***** Records provided

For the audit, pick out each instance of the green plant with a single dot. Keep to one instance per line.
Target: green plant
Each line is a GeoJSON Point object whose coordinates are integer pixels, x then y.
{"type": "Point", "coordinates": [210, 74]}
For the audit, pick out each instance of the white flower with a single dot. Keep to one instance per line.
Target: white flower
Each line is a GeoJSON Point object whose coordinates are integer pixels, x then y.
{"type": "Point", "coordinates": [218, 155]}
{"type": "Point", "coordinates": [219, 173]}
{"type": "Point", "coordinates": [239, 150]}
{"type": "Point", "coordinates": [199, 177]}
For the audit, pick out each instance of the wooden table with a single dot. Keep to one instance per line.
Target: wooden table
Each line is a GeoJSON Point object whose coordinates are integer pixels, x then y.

**********

_Work instructions_
Rewrite the material with "single dot" changed to "single point" wherever it occurs, keeping every other word the same.

_Reply_
For the audit, pick out each instance of the green plant with a single point. Keep to one instance per line.
Target: green plant
Each line is a GeoJSON Point object whose coordinates are integer pixels, x then y.
{"type": "Point", "coordinates": [210, 74]}
For the audit, pick out each instance of the white flower with a single point. Keep to one instance per line.
Target: white flower
Each line is a GeoJSON Point object whose coordinates are integer pixels, x then y.
{"type": "Point", "coordinates": [218, 155]}
{"type": "Point", "coordinates": [219, 173]}
{"type": "Point", "coordinates": [239, 150]}
{"type": "Point", "coordinates": [199, 177]}
For the audit, pick out each instance of the wooden table with a single point. Keep to one instance per line.
Target: wooden table
Each line is a GeoJSON Point object whose coordinates are integer pixels, x then y.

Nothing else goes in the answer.